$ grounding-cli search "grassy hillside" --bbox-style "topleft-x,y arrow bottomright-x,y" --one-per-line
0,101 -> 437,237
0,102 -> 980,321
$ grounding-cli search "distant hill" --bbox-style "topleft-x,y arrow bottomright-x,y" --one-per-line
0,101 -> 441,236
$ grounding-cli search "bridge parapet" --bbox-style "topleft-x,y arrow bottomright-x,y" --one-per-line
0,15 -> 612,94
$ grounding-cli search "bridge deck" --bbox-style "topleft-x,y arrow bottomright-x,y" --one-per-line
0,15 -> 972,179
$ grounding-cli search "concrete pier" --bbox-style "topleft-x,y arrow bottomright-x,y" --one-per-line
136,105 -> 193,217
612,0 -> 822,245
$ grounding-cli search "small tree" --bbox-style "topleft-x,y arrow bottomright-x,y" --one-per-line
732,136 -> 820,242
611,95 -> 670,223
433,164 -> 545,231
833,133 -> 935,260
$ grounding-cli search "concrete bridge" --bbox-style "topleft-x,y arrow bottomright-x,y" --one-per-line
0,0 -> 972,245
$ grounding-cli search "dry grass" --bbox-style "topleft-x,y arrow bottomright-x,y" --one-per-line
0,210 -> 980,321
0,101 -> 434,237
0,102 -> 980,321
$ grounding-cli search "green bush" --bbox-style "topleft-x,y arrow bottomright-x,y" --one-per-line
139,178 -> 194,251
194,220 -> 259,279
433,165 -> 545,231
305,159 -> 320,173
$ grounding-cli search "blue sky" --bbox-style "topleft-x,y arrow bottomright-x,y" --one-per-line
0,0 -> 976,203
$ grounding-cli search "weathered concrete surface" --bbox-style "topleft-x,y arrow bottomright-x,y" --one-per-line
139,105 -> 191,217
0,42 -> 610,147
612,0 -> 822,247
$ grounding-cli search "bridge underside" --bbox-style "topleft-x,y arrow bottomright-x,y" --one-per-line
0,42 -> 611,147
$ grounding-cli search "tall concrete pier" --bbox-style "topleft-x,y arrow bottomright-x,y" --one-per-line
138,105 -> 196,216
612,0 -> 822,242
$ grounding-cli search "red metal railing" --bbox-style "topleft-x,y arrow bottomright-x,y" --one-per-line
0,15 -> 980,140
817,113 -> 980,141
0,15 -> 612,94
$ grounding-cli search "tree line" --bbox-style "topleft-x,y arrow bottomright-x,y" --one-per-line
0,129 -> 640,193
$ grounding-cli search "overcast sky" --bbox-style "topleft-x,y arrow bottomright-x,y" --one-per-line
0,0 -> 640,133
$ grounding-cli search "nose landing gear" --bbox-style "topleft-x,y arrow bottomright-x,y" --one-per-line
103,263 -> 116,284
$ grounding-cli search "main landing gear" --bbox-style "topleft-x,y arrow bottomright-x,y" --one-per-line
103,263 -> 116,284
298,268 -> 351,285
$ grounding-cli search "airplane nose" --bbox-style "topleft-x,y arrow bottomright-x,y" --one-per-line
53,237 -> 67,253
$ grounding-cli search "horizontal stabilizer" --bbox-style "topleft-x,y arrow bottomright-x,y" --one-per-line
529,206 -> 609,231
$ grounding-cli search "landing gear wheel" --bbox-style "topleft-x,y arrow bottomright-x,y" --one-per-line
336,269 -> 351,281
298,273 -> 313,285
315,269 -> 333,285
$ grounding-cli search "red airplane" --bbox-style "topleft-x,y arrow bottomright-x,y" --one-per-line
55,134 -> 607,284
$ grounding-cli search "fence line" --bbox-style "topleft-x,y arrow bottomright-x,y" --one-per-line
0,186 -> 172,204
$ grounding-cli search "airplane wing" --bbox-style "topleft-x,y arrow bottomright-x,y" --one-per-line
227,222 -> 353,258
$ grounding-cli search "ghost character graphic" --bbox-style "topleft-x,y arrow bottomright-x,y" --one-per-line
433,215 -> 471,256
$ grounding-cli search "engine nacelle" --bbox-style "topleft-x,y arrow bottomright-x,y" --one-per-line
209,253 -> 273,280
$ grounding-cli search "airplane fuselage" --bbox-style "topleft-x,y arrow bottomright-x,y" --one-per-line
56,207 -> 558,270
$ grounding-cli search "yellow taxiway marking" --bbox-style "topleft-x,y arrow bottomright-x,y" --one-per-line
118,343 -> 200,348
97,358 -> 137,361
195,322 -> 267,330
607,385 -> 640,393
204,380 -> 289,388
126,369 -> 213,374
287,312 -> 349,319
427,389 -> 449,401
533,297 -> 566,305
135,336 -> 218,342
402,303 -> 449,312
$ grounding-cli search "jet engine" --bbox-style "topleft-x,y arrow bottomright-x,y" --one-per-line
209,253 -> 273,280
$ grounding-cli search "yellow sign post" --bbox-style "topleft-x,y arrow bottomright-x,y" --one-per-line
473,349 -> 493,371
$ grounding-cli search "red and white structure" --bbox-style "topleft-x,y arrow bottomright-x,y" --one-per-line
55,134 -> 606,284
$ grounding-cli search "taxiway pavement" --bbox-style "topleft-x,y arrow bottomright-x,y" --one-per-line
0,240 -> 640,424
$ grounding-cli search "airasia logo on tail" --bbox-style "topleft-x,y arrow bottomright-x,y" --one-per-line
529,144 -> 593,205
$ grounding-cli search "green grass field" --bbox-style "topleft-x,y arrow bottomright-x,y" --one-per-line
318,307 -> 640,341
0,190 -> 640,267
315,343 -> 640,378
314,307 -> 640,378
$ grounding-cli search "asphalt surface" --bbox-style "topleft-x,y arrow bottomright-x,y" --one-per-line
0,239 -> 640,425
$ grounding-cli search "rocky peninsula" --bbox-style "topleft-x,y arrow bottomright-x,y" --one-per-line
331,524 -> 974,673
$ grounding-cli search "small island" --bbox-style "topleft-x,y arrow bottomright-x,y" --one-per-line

^^^^^^^^

• **Set problem**
Please substitute "bbox-finder" for every "grounding-cli" in the entries above, leaving everything else unchanged.

• **Solution for this problem**
$ bbox-finder search "grassy hillside" --bbox-style "topleft-x,y arrow bottomright-x,y" --one-per-line
0,101 -> 437,237
0,102 -> 980,321
$ bbox-finder search "distant hill" --bbox-style "topleft-x,y arrow bottomright-x,y" --one-per-line
0,101 -> 441,236
$ bbox-finder search "bridge parapet" --bbox-style "topleft-x,y arrow bottomright-x,y" --one-per-line
0,15 -> 612,94
$ bbox-finder search "bridge deck" --bbox-style "topleft-x,y arrow bottomright-x,y" --one-per-line
0,15 -> 972,179
$ bbox-finder search "concrete pier" --bbox-style "topleft-x,y arrow bottomright-x,y" --one-per-line
136,105 -> 193,217
612,0 -> 822,245
$ bbox-finder search "small tree" --bbox-style "topleft-x,y arrow bottomright-x,y" --one-per-line
732,136 -> 820,242
611,95 -> 670,223
433,164 -> 545,231
833,133 -> 935,260
$ bbox-finder search "concrete bridge" --bbox-style "topleft-x,y arrow bottomright-x,y" --one-per-line
0,0 -> 972,245
$ bbox-finder search "dry grass" --bbox-style "topleft-x,y arrow bottomright-x,y" --one-per-line
0,210 -> 980,321
0,101 -> 434,237
0,102 -> 980,321
$ bbox-finder search "green bush" --bbox-style "topleft-x,y arrow bottomright-x,y" --one-per-line
139,178 -> 194,251
194,220 -> 259,279
433,165 -> 545,231
305,159 -> 320,173
$ bbox-finder search "blue sky" --bbox-style "topleft-x,y arrow bottomright-x,y" --one-per-line
0,0 -> 976,203
$ bbox-finder search "weathered concrete surface" --bbox-style "topleft-x,y arrow bottomright-x,y" --one-per-line
139,105 -> 191,217
0,42 -> 610,147
612,0 -> 822,247
$ bbox-finder search "bridge underside" --bbox-style "topleft-x,y arrow bottomright-x,y" --one-per-line
0,42 -> 611,147
$ bbox-finder search "tall concrete pier" --bbox-style "topleft-x,y arrow bottomright-x,y" --one-per-line
138,105 -> 196,216
612,0 -> 822,242
$ bbox-finder search "red metal railing" --bbox-style "topleft-x,y arrow bottomright-x,y" --one-per-line
0,15 -> 980,140
817,113 -> 980,141
0,15 -> 612,94
$ bbox-finder search "tree line" --bbox-style "topleft-x,y arrow bottomright-x,y" --one-per-line
0,129 -> 640,193
$ bbox-finder search "overcast sky" --bbox-style "topleft-x,y arrow bottomright-x,y" --one-per-line
0,0 -> 640,133
$ bbox-finder search "nose landing gear" --bbox-style "topleft-x,y arrow bottomright-x,y" --one-per-line
103,263 -> 116,284
$ bbox-finder search "main landing gear" --bbox-style "topleft-x,y arrow bottomright-x,y" --one-per-line
103,263 -> 116,284
298,268 -> 351,285
$ bbox-finder search "airplane nose" --bbox-style "topleft-x,y arrow bottomright-x,y" --one-per-line
53,237 -> 67,253
$ bbox-finder search "horizontal stabilizer" --bbox-style "topleft-x,y arrow bottomright-x,y" --one-per-line
529,206 -> 609,231
$ bbox-finder search "landing gear wheel" --bbox-style "topleft-x,y arrow bottomright-x,y" --one-per-line
336,269 -> 351,281
298,273 -> 313,285
315,269 -> 333,285
$ bbox-finder search "red airplane" --bbox-style "topleft-x,y arrow bottomright-x,y" --one-per-line
55,134 -> 607,284
$ bbox-finder search "fence line" --bbox-style "topleft-x,y arrow bottomright-x,y" --one-per-line
0,186 -> 172,204
$ bbox-finder search "airplane wing" --bbox-style "topleft-x,y arrow bottomright-x,y" --one-per-line
227,222 -> 353,258
$ bbox-finder search "ghost character graphic" --bbox-style "topleft-x,y arrow bottomright-x,y" --one-per-line
433,215 -> 471,256
$ bbox-finder search "engine nacelle" --bbox-style "topleft-x,y arrow bottomright-x,y" --one-per-line
209,253 -> 273,280
$ bbox-finder search "airplane fuselage" --bbox-style "topleft-x,y arrow bottomright-x,y" --one-per-line
56,207 -> 558,270
$ bbox-finder search "yellow taxiway marking" --bbox-style "topleft-x,y arrow bottomright-x,y" --one-per-line
118,343 -> 200,348
97,358 -> 137,361
195,322 -> 267,330
607,385 -> 640,393
204,380 -> 289,388
126,369 -> 213,374
287,312 -> 349,319
427,389 -> 449,401
533,297 -> 566,305
135,336 -> 218,342
402,303 -> 449,312
$ bbox-finder search "jet engine" --bbox-style "topleft-x,y arrow bottomright-x,y" --one-per-line
209,253 -> 273,280
$ bbox-finder search "yellow sign post" --bbox-style "topleft-x,y arrow bottomright-x,y" --one-per-line
473,349 -> 493,371
$ bbox-finder search "red and white structure" --bbox-style "topleft-x,y arrow bottomright-x,y" --one-per-line
55,134 -> 606,284
$ bbox-finder search "taxiway pavement" --bbox-style "topleft-x,y arrow bottomright-x,y" --one-per-line
0,240 -> 640,424
$ bbox-finder search "airasia logo on tail" --bbox-style "topleft-x,y arrow bottomright-x,y" --one-per-line
529,144 -> 593,205
$ bbox-finder search "green grass field" --bbox-style "topleft-x,y arrow bottomright-x,y" --one-per-line
318,307 -> 640,341
0,190 -> 640,267
315,343 -> 640,378
314,307 -> 640,378
$ bbox-finder search "asphalt surface" --bbox-style "topleft-x,y arrow bottomright-x,y" --one-per-line
0,239 -> 640,425
$ bbox-finder search "rocky peninsula" --bbox-style "topleft-x,y arrow bottomright-x,y" --one-per-line
331,524 -> 974,673
$ bbox-finder search "small island" --bbox-style "topleft-x,y arrow bottomright-x,y" --one-per-line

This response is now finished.